Texto proporcionado –
◇ ◇ ◇ ◇

En una nueva Audiencia General, el Papa Francisco
continuó con el ciclo de catequesis sobre la Misa y explicó algunos momentos de
la Liturgia eucarística.
Sobre el Ofertorio, por ejemplo, señaló que “nos
enseña, pueda iluminar nuestras jornadas, las relaciones con los otros, las
cosas que hacemos, los sufrimientos que encontramos, ayudándonos a construir la
ciudad terrena a la luz del Evangelio”.
A continuación, el texto completo de la catequesis
del Papa:
Queridos hermanos y hermanas, ¡buenos días!

◇ ◇ ◇ ◇

Conjunto de tareas –
**a)** Devuelva, sin alterar una sola palabra, todo lo que en la nota sobre la catequesis del Papa va desde "En una nueva" hasta "la Liturgia eucarística.".
**b)** Prosiga la nota sobre la catequesis del Papa a partir del punto en que se interrumpe.

Entradas proporcionadas –
◇ ◇ ◇ ◇

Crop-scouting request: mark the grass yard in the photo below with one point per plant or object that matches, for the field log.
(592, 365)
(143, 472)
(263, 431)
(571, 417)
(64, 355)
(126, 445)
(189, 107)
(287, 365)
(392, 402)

◇ ◇ ◇ ◇

Respuestas a tareas –
**a)**
En una nueva Audiencia General, el Papa Francisco
continuó con el ciclo de catequesis sobre la Misa y explicó algunos momentos de
la Liturgia eucarística.

**b)**
Continuamos con la catequesis sobre la santa misa. En la liturgia de la
Palabra —sobre la que me he detenido en las pasadas catequesis— sigue otra
parte constitutiva de la misa, que es la liturgia eucarística. En ella, a
través de los santos signos, la Iglesia hace continuamente presente el Sacrificio
de la nueva alianza sellada por Jesús sobre el altar de la Cruz (cf. Concilio
Vaticano ii, Const. Sacrosanctum Concilium, 47). Fue el primer altar cristiano,
el de la Cruz, y cuando nosotros nos acercamos al altar para celebrar la misa,
nuestra memoria va al altar de la Cruz, donde se hizo el primer sacrificio. El
sacerdote, que en la misa representa a Cristo, cumple lo que el Señor mismo
hizo y confió a los discípulos en la Última Cena: tomó el pan y el cáliz, dio
gracias, los pasó a sus discípulos diciendo: «Tomad,
comed... bebed: esto es mi cuerpo... este es el cáliz de mi sangre. Haced esto
en memoria mía».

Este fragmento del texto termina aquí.